REQUIREMENTS:
Reproduce all entries word for word.

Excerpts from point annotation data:
= = = = = = =

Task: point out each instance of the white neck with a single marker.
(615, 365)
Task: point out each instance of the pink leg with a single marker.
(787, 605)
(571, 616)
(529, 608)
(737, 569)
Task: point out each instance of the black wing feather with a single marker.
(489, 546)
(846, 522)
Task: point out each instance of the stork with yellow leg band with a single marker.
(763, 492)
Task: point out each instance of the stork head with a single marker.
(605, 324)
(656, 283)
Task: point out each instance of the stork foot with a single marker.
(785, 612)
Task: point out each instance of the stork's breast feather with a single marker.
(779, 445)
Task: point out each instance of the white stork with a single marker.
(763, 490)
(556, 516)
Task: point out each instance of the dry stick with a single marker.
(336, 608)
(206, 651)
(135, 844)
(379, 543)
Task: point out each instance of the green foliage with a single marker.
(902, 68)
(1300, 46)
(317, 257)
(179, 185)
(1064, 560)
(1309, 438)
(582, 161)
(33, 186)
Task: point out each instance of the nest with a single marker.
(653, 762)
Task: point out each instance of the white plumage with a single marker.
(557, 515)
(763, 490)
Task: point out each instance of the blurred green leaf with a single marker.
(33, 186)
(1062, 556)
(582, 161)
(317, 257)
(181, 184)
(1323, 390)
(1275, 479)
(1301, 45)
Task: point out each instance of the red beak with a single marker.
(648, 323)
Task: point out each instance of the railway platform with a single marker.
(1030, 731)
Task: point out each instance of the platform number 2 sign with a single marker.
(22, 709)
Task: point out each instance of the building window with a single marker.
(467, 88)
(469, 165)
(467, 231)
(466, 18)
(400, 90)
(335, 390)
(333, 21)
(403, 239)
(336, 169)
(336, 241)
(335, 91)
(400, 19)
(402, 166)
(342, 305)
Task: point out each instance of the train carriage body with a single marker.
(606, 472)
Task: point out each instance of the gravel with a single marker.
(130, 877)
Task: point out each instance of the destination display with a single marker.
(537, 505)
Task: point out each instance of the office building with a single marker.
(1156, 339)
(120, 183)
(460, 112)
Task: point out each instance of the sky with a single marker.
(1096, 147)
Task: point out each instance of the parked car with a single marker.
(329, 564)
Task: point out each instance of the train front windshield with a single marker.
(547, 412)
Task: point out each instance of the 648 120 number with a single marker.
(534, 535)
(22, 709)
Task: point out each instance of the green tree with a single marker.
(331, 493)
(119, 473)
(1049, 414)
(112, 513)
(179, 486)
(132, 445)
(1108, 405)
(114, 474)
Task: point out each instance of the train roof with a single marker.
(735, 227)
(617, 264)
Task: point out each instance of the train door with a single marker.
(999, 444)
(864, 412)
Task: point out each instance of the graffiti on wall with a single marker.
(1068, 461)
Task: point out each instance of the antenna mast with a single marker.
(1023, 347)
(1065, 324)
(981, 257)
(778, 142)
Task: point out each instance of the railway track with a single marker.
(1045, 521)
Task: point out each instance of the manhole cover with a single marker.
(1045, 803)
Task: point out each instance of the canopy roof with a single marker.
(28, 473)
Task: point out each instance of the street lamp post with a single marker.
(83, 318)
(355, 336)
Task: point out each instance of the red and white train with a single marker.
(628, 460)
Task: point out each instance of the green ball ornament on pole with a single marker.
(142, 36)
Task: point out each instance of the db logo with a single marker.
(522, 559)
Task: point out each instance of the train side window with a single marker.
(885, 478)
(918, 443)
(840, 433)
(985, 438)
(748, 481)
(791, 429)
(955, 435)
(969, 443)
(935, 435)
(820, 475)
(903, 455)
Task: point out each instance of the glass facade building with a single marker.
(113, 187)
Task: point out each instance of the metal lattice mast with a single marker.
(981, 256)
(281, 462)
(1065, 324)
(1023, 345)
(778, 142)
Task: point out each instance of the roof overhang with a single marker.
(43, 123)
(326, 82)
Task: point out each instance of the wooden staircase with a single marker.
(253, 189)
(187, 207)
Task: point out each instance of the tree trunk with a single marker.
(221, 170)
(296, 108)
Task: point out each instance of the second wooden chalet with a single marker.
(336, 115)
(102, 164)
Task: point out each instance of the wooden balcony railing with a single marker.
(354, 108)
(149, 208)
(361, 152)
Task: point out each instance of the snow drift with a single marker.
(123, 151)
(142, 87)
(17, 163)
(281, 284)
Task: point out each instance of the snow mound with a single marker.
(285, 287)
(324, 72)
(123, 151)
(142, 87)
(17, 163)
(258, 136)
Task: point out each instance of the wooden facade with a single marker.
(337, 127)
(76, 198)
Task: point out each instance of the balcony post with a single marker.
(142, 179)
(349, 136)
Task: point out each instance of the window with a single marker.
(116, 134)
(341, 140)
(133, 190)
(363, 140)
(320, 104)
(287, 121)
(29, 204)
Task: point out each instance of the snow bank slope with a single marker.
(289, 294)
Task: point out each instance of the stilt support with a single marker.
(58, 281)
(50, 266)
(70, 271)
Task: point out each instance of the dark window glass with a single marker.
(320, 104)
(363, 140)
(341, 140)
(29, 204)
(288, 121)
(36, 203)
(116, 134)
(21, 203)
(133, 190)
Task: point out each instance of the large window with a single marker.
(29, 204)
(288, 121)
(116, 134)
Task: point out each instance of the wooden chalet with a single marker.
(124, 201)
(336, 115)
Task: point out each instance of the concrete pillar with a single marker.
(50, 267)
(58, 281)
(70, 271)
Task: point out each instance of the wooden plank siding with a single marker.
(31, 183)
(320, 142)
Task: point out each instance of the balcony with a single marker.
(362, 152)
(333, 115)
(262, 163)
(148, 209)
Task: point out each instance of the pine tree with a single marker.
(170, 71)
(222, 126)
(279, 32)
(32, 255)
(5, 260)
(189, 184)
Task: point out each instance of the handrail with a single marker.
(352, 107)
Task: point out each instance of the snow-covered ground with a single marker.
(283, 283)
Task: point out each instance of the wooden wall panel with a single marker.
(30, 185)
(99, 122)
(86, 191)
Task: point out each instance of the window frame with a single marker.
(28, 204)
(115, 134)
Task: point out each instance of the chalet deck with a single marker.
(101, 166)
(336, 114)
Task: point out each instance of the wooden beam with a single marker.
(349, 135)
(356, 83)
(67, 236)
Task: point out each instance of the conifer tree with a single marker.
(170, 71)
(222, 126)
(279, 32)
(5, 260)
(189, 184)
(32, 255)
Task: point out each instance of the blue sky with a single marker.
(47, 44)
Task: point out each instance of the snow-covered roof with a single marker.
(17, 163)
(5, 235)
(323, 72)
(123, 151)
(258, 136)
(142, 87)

= = = = = = =

SOLUTION FOR THIS PROBLEM:
Task: point out each instance of the white neck with a single marker.
(615, 365)
Task: point out each instance of the pink leg with a single marker.
(787, 605)
(571, 616)
(529, 608)
(737, 569)
Task: point out each instance of the black wing feather with a single marker.
(489, 546)
(846, 522)
Task: point out each instance of the stork with yellow leg band with a single marker.
(763, 492)
Task: point out each instance of the stork head with a single marker.
(605, 324)
(656, 283)
Task: point out each instance of the stork foot with a single marker.
(785, 612)
Task: point out each instance of the stork's breast feather with a single marker.
(779, 445)
Task: point out each instance of the white stork with a single marker.
(763, 490)
(556, 516)
Task: point out each instance of the dry stick with a single marker.
(336, 608)
(206, 651)
(135, 844)
(379, 543)
Task: point out each instance of the green foliage with a single marker.
(902, 68)
(1300, 46)
(317, 257)
(179, 185)
(1064, 560)
(1309, 438)
(582, 161)
(33, 186)
Task: point out each instance of the nest with a single marker.
(653, 762)
Task: point out each instance of the white plumage with a single marker.
(557, 515)
(763, 490)
Task: point out each instance of the blurred green leaf with a single marker.
(33, 186)
(1062, 556)
(582, 161)
(317, 257)
(181, 184)
(1323, 390)
(1275, 479)
(1301, 45)
Task: point out each instance of the red beak with a single marker.
(648, 323)
Task: point out each instance of the railway platform with a single marker.
(1030, 731)
Task: point out each instance of the platform number 2 sign with a single marker.
(22, 709)
Task: point out each instance of the building window with a single marker.
(467, 88)
(469, 165)
(467, 231)
(466, 18)
(400, 90)
(335, 390)
(333, 21)
(403, 239)
(336, 169)
(336, 241)
(335, 91)
(400, 19)
(402, 166)
(342, 305)
Task: point out each instance of the train carriage body with a single marker.
(606, 472)
Task: point out each instance of the gravel with a single marker.
(130, 877)
Task: point out each instance of the destination display with a single marker.
(537, 505)
Task: point out each instance of the office building with a single marker.
(1156, 339)
(120, 183)
(460, 112)
Task: point out each instance of the sky with a single marker.
(1096, 147)
Task: point out each instance of the parked car with a single marker.
(329, 564)
Task: point out each instance of the train front windshield with a single marker.
(547, 412)
Task: point out each instance of the 648 120 number with a single marker.
(534, 535)
(22, 709)
Task: point out each instance of the green tree with a single marker.
(331, 493)
(119, 473)
(1049, 414)
(112, 513)
(179, 486)
(132, 445)
(1108, 405)
(114, 474)
Task: point out each instance of the train roof with a single marker.
(735, 227)
(617, 264)
Task: point out each instance of the train door with a single marker.
(999, 444)
(864, 412)
Task: point out each instance of the graffiti on wall with a single marker.
(1068, 461)
Task: point out each instance of the antenna mast with a single marker.
(1023, 347)
(1065, 324)
(981, 257)
(778, 142)
Task: point out each instance of the railway track with a single marker.
(1045, 521)
Task: point out each instance of the manhole cover with a single marker.
(1045, 803)
Task: point out each instance of the canopy roof with a single marker.
(28, 473)
Task: point out each instance of the street lamp post with a single marker.
(83, 318)
(355, 336)
Task: point out each instance of the red and white train with a single marker.
(628, 460)
Task: point out each instance of the green ball ornament on pole with a single marker.
(142, 36)
Task: point out each instance of the db logo with a single marker.
(522, 559)
Task: point out each instance of the train side window with a single marker.
(885, 478)
(918, 443)
(840, 433)
(985, 438)
(748, 481)
(791, 429)
(955, 435)
(969, 443)
(935, 435)
(820, 475)
(903, 455)
Task: point out each instance of the glass facade building with a single marker.
(113, 187)
Task: point out each instance of the metal lattice mast with a single marker.
(981, 256)
(281, 462)
(1065, 324)
(1023, 345)
(778, 142)
Task: point out each instance of the roof overhang with a single marker.
(43, 123)
(326, 82)
Task: point out each instance of the wooden staircase with a single marker.
(253, 189)
(187, 207)
Task: point out each instance of the tree trunk with a single marker.
(221, 170)
(296, 108)
Task: point out each instance of the second wooden chalet with a single marker.
(336, 115)
(102, 164)
Task: point out each instance of the wooden balcony railing with a single marker.
(354, 108)
(149, 208)
(361, 152)
Task: point out each instance of the snow drift with a single marker.
(123, 151)
(142, 87)
(17, 163)
(281, 284)
Task: point out each instance of the snow mound with a single marker.
(285, 287)
(324, 72)
(123, 151)
(142, 87)
(17, 163)
(258, 136)
Task: point out each instance of the wooden facade with a single marker.
(337, 127)
(76, 198)
Task: point out each instance of the balcony post with a single marker.
(142, 179)
(349, 136)
Task: point out each instance of the window with a single marker.
(116, 134)
(341, 140)
(133, 190)
(363, 140)
(320, 104)
(287, 121)
(29, 204)
Task: point out each instance of the snow bank slope with a single marker.
(289, 294)
Task: point out each instance of the stilt support with a single marker.
(58, 281)
(50, 266)
(70, 271)
Task: point out each instance of the dark window glass with a single marker.
(320, 104)
(363, 140)
(341, 140)
(29, 204)
(288, 121)
(36, 203)
(116, 134)
(21, 203)
(133, 190)
Task: point out each instance of the large window with a single marker.
(29, 204)
(288, 121)
(116, 134)
Task: point out each instance of the wooden chalet with a single marker.
(124, 201)
(336, 115)
Task: point out each instance of the concrete pillar with a single marker.
(50, 267)
(58, 281)
(70, 271)
Task: point out each instance of the wooden plank siding with a single marker.
(31, 183)
(320, 142)
Task: point out each instance of the balcony with a single marker.
(362, 152)
(333, 115)
(262, 163)
(148, 209)
Task: point out each instance of the pine tree with a single marker.
(170, 71)
(222, 126)
(279, 32)
(32, 255)
(5, 260)
(189, 184)
Task: point out each instance of the handrail with a single marker.
(352, 107)
Task: point out each instance of the snow-covered ground with a single marker.
(283, 283)
Task: point out each instance of the wooden wall panel with a single marker.
(30, 185)
(99, 122)
(86, 191)
Task: point out each instance of the window frame with a single marker.
(28, 204)
(115, 134)
Task: point out each instance of the chalet deck with a single marker.
(101, 166)
(336, 114)
Task: point out each instance of the wooden beam with a single marker.
(349, 135)
(356, 83)
(67, 236)
Task: point out each instance of the conifer tree with a single marker.
(170, 71)
(222, 126)
(279, 32)
(5, 260)
(189, 184)
(32, 255)
Task: point out each instance of the blue sky with a single marker.
(47, 44)
Task: point out each instance of the snow-covered roof with a single marker.
(17, 163)
(5, 235)
(323, 72)
(123, 151)
(258, 136)
(142, 87)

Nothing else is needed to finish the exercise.